▶ Text shown:
============================================================

Beware of the sun! Or perhaps don’t forget about it…

You need to be careful with the placement of your plant. Not many plants like direct sunlight or total shade, but since there are some plants that do, make sure you research thoroughly beforehand.  However, in some cases, plants dislike direct sunlight that is actively burning their leaves. You can see burn-like spots on dying plants that are brown on the afflicted parts. The opposite can happen, though. Your plant might need more sun and it is suffering because it can’t photosynthesize.  Leaves may turn yellow and die rapidly because of this. For both cases you only have to move the plant to a semi-shade area.

Overwatering or perhaps underwatering

It’s obvious when a plant needs more water – the soil is really dry, the leaves are drooping low and any bloom is beginning to die.  Some plants like smaller amounts of water given multiple times a week and others prefer a thorough bath once a week. If your plant is really on the brink of death because you haven’t watered it recently, you may want to try putting it under running water from a faucet. Let the soil absorb the water well and then put it in its preferred spot. You can even apply that directly to roots in the case of orchids.

============================================================

[Natural-language object grounding data]
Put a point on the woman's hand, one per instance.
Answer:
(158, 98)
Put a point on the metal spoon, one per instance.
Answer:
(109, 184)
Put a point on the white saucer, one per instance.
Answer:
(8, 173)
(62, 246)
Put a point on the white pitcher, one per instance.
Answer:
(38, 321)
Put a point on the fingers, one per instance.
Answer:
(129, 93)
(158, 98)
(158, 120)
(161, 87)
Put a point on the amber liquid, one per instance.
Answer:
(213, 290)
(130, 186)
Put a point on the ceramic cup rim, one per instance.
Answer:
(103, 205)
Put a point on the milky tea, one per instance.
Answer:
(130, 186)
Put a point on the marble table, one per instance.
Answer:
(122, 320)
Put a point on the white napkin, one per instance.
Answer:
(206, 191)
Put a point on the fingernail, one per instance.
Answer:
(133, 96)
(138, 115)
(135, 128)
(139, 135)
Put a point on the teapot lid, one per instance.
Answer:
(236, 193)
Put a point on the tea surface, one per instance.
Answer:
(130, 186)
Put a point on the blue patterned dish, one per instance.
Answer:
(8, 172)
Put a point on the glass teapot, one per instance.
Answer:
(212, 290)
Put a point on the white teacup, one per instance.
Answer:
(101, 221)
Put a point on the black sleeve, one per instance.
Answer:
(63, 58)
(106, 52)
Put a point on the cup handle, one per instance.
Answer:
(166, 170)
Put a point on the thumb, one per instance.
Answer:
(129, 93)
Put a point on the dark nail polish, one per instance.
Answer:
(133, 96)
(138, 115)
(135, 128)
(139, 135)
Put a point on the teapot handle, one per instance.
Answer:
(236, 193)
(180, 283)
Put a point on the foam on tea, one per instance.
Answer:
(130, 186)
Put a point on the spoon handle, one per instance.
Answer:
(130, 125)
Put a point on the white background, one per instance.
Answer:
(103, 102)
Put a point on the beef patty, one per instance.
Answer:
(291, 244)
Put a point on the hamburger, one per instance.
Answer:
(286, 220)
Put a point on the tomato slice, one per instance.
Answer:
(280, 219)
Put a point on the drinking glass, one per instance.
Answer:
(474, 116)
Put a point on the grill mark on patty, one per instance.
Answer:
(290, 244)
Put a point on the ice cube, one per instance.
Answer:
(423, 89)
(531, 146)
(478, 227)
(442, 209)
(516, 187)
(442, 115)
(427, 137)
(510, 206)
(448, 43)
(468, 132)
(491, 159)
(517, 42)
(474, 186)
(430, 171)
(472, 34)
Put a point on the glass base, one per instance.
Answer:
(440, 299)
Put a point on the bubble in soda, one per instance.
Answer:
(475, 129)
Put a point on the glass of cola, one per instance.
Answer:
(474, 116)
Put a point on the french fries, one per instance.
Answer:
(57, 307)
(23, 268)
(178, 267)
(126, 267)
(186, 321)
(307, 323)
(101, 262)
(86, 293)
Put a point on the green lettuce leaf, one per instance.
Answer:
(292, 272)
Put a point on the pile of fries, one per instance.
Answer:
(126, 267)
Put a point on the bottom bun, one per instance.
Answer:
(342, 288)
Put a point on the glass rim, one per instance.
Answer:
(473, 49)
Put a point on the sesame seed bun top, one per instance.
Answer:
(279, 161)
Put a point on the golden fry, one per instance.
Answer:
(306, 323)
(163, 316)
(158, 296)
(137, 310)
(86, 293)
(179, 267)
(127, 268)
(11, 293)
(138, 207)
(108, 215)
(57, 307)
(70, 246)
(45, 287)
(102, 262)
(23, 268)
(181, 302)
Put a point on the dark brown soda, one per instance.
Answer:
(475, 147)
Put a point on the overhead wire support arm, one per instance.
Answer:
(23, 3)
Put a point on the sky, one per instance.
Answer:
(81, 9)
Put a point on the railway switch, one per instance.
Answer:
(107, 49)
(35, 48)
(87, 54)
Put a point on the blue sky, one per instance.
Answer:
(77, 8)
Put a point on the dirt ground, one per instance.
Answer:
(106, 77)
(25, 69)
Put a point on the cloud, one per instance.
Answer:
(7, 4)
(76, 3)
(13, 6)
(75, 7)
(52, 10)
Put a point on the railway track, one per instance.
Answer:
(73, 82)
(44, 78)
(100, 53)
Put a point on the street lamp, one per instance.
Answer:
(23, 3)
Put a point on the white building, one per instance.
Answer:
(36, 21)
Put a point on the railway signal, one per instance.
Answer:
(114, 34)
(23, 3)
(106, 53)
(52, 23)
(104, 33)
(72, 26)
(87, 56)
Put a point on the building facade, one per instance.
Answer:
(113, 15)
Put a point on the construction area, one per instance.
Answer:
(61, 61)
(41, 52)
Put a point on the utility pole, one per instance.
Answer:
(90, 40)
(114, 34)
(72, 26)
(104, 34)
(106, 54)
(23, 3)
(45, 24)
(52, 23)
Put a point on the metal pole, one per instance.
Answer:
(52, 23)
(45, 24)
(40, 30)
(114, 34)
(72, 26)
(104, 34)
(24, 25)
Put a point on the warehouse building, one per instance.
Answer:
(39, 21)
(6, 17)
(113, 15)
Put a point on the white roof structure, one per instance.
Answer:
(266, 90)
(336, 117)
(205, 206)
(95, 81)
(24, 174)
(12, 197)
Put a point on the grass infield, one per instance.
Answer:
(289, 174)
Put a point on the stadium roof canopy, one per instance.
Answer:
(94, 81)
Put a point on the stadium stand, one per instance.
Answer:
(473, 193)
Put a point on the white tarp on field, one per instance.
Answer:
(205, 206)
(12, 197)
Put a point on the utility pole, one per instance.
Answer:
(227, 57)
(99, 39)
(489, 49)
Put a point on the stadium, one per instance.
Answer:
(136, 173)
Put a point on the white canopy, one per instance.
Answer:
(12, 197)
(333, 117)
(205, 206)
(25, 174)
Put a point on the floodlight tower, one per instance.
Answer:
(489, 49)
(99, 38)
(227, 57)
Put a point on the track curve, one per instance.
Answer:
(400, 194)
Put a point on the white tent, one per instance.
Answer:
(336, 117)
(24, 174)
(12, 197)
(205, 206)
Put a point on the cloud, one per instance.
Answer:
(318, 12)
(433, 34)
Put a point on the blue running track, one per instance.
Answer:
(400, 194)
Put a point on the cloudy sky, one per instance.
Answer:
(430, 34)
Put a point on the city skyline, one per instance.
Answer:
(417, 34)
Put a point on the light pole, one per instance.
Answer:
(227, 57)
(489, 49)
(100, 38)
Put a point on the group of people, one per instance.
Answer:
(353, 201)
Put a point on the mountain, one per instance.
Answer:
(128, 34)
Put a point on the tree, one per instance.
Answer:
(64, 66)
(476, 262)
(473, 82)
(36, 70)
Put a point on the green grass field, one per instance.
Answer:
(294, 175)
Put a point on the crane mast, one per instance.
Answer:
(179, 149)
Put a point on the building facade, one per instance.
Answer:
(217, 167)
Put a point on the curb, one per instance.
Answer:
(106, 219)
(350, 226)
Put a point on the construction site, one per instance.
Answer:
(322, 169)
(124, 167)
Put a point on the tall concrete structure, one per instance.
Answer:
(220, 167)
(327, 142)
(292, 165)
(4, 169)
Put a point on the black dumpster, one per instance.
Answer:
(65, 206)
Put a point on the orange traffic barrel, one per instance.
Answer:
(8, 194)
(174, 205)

============================================================

▶ Problems and tasks:
1. Do these statements agree with the plant care text above? For each, answer yes or no and quote the deciding words of the text.
(a) Moving the plant to a semi-shade area is the fix for both too much and too little sun.
(b) Every plant prefers a thorough watering once a week.
(c) Water from a faucet can be applied directly to the roots of orchids.
2. Can you continue the plant care text above, picking up after its last sentence?

▶ Task results:
1.
(a) Yes: "For both cases you only have to move the plant to a semi-shade area."
(b) No: "Some plants like smaller amounts of water given multiple times a week and others prefer a thorough bath once a week."
(c) Yes: "You can even apply that directly to roots in the case of orchids."

2.
Overwatering is a bit more complicated. A lot of people make this mistake and kill a plant really quickly. Plants usually come back from an episode of underwatering way better than they do from overwatering. The problem with overwatering is that it comes together with root rot. Once that has set in (you can usually observe rapid death at the base of the plant and the stem – they become soft, squishy and brown), it’s very difficult to make it come back life.

You can try changing the soil and save some of the root system (while it’s out, try cutting off some of the dead roots).  If you’ve put too much water on a plant by mistake, you can toss out the extra water from the saucer immediately and then put the plant in a warm spot, under bright sun if possible. The water will evaporate faster that way and you have higher chances of having done little harm to your plant.

Get rid of pests and various insects

Indoor plants usually don’t have many problems with pests, but it can happen to them as well. For outside plants, you might want to strategically get certain bugs to help against pests (like ladybugs) or plant pest-resistant flowers. Most of the times you have no choice but to apply insecticides to save dying plants. Symptoms are obvious: the plant has been invaded by strange pests, leaves are being eaten or there are tiny insects in the top layer of the soil.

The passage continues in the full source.